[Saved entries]
- - - -
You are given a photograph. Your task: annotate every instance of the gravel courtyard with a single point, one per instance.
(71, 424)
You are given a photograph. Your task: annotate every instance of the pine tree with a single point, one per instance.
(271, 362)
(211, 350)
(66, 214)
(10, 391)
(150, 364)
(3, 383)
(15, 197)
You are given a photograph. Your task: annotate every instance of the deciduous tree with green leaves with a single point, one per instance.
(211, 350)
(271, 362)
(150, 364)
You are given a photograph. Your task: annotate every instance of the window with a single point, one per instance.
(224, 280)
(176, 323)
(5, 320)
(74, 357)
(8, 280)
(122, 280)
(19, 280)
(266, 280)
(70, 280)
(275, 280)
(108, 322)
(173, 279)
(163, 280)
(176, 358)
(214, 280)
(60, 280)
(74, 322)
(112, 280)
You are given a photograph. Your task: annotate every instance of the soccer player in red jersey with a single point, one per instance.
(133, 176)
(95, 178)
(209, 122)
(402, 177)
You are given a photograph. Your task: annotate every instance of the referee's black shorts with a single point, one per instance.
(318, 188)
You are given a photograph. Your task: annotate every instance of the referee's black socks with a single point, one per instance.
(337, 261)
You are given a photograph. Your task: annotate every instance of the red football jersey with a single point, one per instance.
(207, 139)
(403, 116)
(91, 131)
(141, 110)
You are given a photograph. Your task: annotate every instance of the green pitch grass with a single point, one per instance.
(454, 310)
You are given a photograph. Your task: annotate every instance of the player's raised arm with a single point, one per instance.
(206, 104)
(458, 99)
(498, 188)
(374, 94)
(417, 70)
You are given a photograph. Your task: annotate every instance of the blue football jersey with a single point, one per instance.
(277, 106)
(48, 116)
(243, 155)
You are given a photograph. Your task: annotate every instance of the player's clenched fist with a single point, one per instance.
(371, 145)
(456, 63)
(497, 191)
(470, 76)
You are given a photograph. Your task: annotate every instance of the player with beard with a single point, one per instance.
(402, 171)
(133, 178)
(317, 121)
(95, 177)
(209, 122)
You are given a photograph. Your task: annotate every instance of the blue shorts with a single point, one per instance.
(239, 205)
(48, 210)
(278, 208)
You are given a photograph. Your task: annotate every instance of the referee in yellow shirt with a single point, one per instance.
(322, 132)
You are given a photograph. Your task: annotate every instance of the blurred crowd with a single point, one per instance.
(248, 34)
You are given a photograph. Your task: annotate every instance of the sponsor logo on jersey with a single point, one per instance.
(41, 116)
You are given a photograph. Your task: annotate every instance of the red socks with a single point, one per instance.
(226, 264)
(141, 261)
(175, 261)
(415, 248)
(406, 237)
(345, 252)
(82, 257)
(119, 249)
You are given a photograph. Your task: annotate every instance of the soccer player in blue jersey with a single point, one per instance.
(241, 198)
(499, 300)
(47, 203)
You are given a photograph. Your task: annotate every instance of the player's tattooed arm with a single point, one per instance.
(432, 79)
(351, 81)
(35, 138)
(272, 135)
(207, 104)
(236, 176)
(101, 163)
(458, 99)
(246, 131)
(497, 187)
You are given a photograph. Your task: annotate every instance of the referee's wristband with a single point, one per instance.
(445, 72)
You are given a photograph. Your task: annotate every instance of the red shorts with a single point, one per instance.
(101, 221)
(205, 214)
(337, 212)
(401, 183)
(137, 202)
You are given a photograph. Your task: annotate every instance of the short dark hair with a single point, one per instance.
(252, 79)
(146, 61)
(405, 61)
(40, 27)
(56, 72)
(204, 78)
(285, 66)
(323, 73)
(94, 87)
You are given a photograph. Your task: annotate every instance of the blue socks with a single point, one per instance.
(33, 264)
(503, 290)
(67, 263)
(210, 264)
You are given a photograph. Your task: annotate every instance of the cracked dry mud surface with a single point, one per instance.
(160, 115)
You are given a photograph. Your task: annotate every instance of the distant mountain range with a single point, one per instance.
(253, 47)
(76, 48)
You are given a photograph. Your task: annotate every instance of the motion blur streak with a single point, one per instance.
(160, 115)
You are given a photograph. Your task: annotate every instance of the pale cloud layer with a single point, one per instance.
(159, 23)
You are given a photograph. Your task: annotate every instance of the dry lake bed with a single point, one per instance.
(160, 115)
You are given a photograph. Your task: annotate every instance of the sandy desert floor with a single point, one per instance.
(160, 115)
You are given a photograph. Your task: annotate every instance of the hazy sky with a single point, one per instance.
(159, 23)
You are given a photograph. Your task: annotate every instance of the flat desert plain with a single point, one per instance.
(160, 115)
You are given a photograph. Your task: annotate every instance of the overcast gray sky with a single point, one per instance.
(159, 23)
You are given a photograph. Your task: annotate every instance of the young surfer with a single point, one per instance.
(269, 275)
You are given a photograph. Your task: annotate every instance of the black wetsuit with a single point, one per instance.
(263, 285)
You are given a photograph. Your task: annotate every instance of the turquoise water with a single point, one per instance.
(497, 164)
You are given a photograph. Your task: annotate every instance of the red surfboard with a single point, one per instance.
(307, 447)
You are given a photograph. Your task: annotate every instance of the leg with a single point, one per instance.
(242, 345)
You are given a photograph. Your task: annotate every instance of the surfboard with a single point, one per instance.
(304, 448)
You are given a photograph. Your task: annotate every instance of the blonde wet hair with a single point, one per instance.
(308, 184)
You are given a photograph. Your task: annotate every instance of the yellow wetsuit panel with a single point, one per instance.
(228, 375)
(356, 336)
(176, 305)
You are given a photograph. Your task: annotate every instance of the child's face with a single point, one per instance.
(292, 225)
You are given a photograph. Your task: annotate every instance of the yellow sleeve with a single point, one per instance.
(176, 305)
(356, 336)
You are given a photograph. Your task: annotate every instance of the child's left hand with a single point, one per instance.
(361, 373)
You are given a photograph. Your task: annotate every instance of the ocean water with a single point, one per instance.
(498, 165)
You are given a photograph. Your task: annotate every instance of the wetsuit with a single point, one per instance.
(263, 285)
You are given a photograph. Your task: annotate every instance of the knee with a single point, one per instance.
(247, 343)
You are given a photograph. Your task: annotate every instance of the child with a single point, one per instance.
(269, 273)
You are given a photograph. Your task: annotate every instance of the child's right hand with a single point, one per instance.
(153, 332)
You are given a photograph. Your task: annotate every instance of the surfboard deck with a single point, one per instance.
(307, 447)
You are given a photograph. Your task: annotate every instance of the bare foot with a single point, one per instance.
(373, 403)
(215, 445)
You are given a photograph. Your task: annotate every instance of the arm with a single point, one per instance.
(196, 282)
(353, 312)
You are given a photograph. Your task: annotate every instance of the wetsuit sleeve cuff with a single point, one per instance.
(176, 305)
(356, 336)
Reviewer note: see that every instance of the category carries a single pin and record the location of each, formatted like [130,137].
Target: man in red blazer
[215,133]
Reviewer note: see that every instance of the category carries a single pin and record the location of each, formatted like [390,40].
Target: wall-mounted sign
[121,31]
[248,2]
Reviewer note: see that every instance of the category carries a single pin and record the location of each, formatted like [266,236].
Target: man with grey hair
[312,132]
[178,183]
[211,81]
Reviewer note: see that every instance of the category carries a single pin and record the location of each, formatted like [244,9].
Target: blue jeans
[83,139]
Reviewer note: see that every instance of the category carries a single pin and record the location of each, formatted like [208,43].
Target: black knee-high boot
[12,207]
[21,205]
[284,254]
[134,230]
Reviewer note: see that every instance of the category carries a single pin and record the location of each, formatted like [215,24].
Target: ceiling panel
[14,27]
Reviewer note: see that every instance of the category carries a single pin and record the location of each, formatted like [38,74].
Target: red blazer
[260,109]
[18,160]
- - - -
Exercise brief:
Write down every record shown above precisely.

Output of the exercise:
You are given a photograph. Your task: annotate every instance of the gravel courtyard with a single point, one per instance.
(71, 424)
You are given a photograph. Your task: annotate every instance of the pine tree with a single point, one per instance.
(271, 362)
(211, 350)
(66, 214)
(10, 391)
(150, 364)
(3, 383)
(15, 197)
You are given a photograph. Your task: annotate every instance of the deciduous tree with green leaves with a single point, one per instance.
(211, 350)
(271, 362)
(150, 364)
You are given a photograph. Your task: annotate every instance of the window with a single point, one per instance.
(224, 280)
(176, 323)
(5, 320)
(74, 357)
(8, 280)
(122, 280)
(19, 280)
(266, 280)
(70, 280)
(275, 280)
(108, 322)
(173, 279)
(163, 280)
(176, 358)
(214, 280)
(60, 280)
(74, 322)
(112, 280)
You are given a photograph. Your task: annotate every instance of the soccer player in red jersey with a single point, one per instance.
(133, 176)
(95, 178)
(209, 122)
(402, 177)
You are given a photograph. Your task: annotate every instance of the referee's black shorts with a single point, one per instance.
(318, 188)
You are given a photograph. Your task: annotate every instance of the referee's black socks with a single point, one per instance.
(337, 261)
You are given a photograph. Your task: annotate every instance of the red football jersey with a single point, one per instance.
(207, 139)
(403, 116)
(91, 131)
(141, 110)
You are given a photograph. Your task: annotate every instance of the green pitch grass with a single point, one per instance.
(454, 310)
You are given a photograph. Your task: annotate every instance of the player's raised arm with a single point, one per instance.
(206, 104)
(458, 99)
(498, 188)
(374, 94)
(417, 70)
You are given a photograph. Your task: annotate every instance of the blue football jersey with a single point, one per instance.
(277, 106)
(48, 116)
(243, 155)
You are given a photograph. Your task: annotate every instance of the player's clenched fist with a single point, one per instance.
(371, 145)
(456, 63)
(497, 191)
(470, 76)
You are given a photograph. Your task: annotate every instance of the player with beard with a single point, one per instance.
(402, 171)
(133, 178)
(317, 121)
(95, 177)
(209, 122)
You are given a photograph. Your task: annotate every instance of the blue shorts with a single point, one per instance.
(239, 205)
(48, 210)
(278, 208)
You are given a photograph. Your task: annotate every instance of the referee in yellow shirt with a single point, one per instance.
(322, 132)
You are given a photograph. Your task: annotate every instance of the blurred crowd with a single point, one per instance.
(248, 34)
You are given a photograph. Your task: annotate every instance of the sponsor logo on jersey with a single point, one per instance.
(41, 116)
You are given a photograph. Your task: annotate every instance of the red socks with a single point, one per instance.
(226, 264)
(141, 261)
(175, 261)
(415, 248)
(406, 237)
(345, 252)
(82, 257)
(119, 249)
You are given a photograph. Your task: annotate every instance of the soccer player in blue jersey with a single point, one per instance.
(241, 198)
(499, 300)
(47, 203)
You are given a photograph. Your task: annotate every instance of the player's tattooed arm with a single point, one per instance.
(432, 79)
(351, 81)
(35, 138)
(272, 135)
(207, 104)
(236, 176)
(101, 163)
(458, 99)
(246, 131)
(497, 187)
You are given a photograph. Your task: annotate every instance of the referee's wristband with a single point, one per instance.
(445, 72)
You are given a photograph. Your task: annotate every instance of the red shorts with a single point, one per instance.
(101, 221)
(205, 214)
(337, 212)
(401, 183)
(137, 202)
You are given a photograph. Your task: annotate every instance of the short dark hair with a single point, one per instance.
(252, 79)
(146, 61)
(405, 61)
(40, 27)
(56, 72)
(204, 78)
(285, 66)
(323, 73)
(94, 87)
You are given a photograph. Your task: annotate every instance of the blue socks with a single point, one per instance.
(33, 264)
(503, 290)
(67, 263)
(210, 264)
You are given a photograph. Your task: annotate every instance of the cracked dry mud surface with a single point, one per instance.
(160, 115)
You are given a photograph. Your task: annotate every instance of the distant mountain range with a single point, one per instance.
(253, 47)
(76, 48)
You are given a photograph. Your task: annotate every instance of the motion blur streak with a single point, one per instance.
(160, 115)
You are given a photograph. Your task: annotate every instance of the pale cloud layer with a single point, one per instance.
(159, 23)
You are given a photograph. Your task: annotate every instance of the dry lake bed with a single point, one per instance.
(160, 115)
You are given a photograph. Your task: annotate every instance of the sandy desert floor with a single point, one per instance.
(160, 115)
You are given a photograph. Your task: annotate every instance of the hazy sky with a single point, one per instance.
(159, 23)
You are given a photograph. Your task: annotate every instance of the flat desert plain with a single point, one per instance.
(160, 115)
You are given a photograph. Your task: annotate every instance of the overcast gray sky with a single point, one per instance.
(159, 23)
You are given a photograph. Your task: annotate every instance of the young surfer with a single point, one per instance.
(269, 275)
You are given a photograph. Your task: annotate every instance of the black wetsuit with a single point, one per instance.
(263, 285)
You are given a photograph. Your task: annotate every instance of the turquoise water with a single point, one per instance.
(497, 164)
You are given a photograph. Your task: annotate every instance of the red surfboard with a single point, one per instance.
(307, 447)
You are given a photograph. Your task: annotate every instance of the leg with a single point, one per instance.
(242, 345)
You are given a photograph. Your task: annotate every instance of the surfboard with a single point, one per instance.
(304, 448)
You are given a photograph. Your task: annotate every instance of the blonde wet hair with a single point, one per instance.
(308, 184)
You are given a photograph. Your task: annotate every instance of the yellow wetsuit panel with a single point, one per instance.
(228, 375)
(356, 336)
(176, 305)
You are given a photograph. Your task: annotate every instance of the child's face with a single point, one per instance.
(292, 225)
You are given a photograph. Your task: annotate every instance of the yellow sleeve with a single point, one per instance.
(176, 305)
(356, 336)
You are given a photograph. Your task: annotate every instance of the child's left hand with a single point, one per instance.
(361, 373)
You are given a photograph. Your task: annotate every instance of the ocean water with a single point, one per instance.
(498, 165)
You are given a photograph. Your task: annotate every instance of the wetsuit with a single point, one per instance.
(263, 285)
You are given a photograph. Your task: annotate every instance of the knee with a single point, one per instance.
(247, 343)
You are given a photograph. Your task: annotate every instance of the child with a single point, one per instance.
(269, 273)
You are given a photograph. Your task: annotate every instance of the child's right hand with a single point, one per instance.
(153, 332)
You are given a photograph. Your task: annotate every instance of the surfboard deck with a single point, one per instance.
(307, 447)
You are given a photograph. Your task: annotate every instance of the bare foot with a single point, one per instance.
(373, 403)
(215, 445)
You are given a photograph. Your task: annotate every instance of the arm with a single point, one per instance.
(196, 282)
(353, 312)
You are given a photograph. Your task: annotate every instance of the wetsuit sleeve cuff with a single point, one per instance.
(176, 305)
(356, 336)
Reviewer note: see that every instance of the category carries a single pin and record the location of each, formatted like [130,137].
Target: man in red blazer
[215,133]
Reviewer note: see that every instance of the category carries a single pin and record the location of each, formatted like [390,40].
Target: wall-mounted sign
[121,31]
[248,2]
Reviewer note: see that every instance of the category carries a single pin and record the location of each, formatted like [266,236].
Target: man with grey hair
[312,132]
[178,183]
[211,81]
Reviewer note: see that every instance of the category carries a single pin and record the location of each, formatted like [244,9].
Target: blue jeans
[83,139]
Reviewer note: see that every instance of the category carries a single pin and record the location of each, formatted like [208,43].
Target: black knee-high boot
[12,207]
[21,205]
[284,254]
[134,230]
Reviewer note: see that every instance of the category carries a single pin and record the location of each, formatted like [215,24].
Target: ceiling panel
[14,27]
Reviewer note: see that every instance of the category carries a single pin and record the location of each, formatted like [38,74].
Target: red blazer
[260,109]
[18,160]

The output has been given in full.